## To do
Render every line of the records below as a Markdown table with two columns, Row for the row number and Line for the line itself, skipping any blank lines. Leave the pictures out of the answer.

## Material supplied

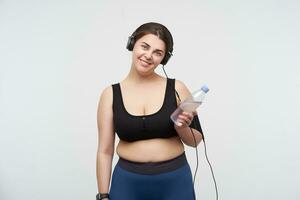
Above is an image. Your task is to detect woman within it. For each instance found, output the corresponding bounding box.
[97,22,202,200]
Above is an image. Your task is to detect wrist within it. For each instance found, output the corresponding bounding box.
[96,192,109,200]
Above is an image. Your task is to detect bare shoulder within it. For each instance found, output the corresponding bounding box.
[175,79,191,104]
[100,85,113,103]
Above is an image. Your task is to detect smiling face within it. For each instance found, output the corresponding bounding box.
[132,34,166,74]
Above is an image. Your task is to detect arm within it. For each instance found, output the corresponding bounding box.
[96,86,115,198]
[174,80,203,147]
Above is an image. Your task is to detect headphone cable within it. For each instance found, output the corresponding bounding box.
[162,65,219,200]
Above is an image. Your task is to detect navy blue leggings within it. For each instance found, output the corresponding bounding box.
[109,154,195,200]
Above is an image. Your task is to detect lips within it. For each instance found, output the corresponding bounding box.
[140,59,151,66]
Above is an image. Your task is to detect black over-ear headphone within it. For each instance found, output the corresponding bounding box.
[126,33,173,65]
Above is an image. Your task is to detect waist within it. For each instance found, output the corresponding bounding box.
[117,152,188,175]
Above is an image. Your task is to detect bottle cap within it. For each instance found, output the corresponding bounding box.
[201,85,209,93]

## Solution
| Row | Line |
|---|---|
| 1 | Above is an image. Your task is to detect woman within it. For each instance found, output the corresponding bounding box. |
| 2 | [97,22,202,200] |
| 3 | Above is an image. Your task is to detect wrist within it. For each instance found, output the corresponding bounding box. |
| 4 | [96,192,109,200] |
| 5 | Above is an image. Your task is to detect bare shoulder within it. For each instance found, output the corresponding bounding box. |
| 6 | [175,79,191,104] |
| 7 | [100,85,113,103] |
| 8 | Above is an image. Your task is to detect smiling face within it. For each instance found, output the corresponding bounding box. |
| 9 | [132,34,166,74] |
| 10 | Above is an image. Your task is to detect arm within it. For each instance found, output the corresponding bounding box. |
| 11 | [96,86,115,198] |
| 12 | [174,80,203,147] |
| 13 | Above is an image. Your task is to detect headphone cable within it. For each instance found, output the corresponding bounding box. |
| 14 | [162,65,219,200] |
| 15 | Above is an image. Your task is to detect navy blue leggings within it. For each instance found, output the corresponding bounding box. |
| 16 | [109,154,195,200] |
| 17 | Above is an image. Your task is to detect lips within it. For each instance found, output the corresponding bounding box. |
| 18 | [140,59,151,66] |
| 19 | Above is an image. Your task is to detect black over-ear headphone within it. For each instance found, output the corresponding bounding box. |
| 20 | [126,33,173,65] |
| 21 | Above is an image. Your task is to detect waist within it. For each instance found, output the corresponding bounding box. |
| 22 | [117,152,188,175] |
| 23 | Above is an image. Your task is to detect bottle cap within it. For each instance found, output the corresponding bounding box. |
| 24 | [201,85,209,93] |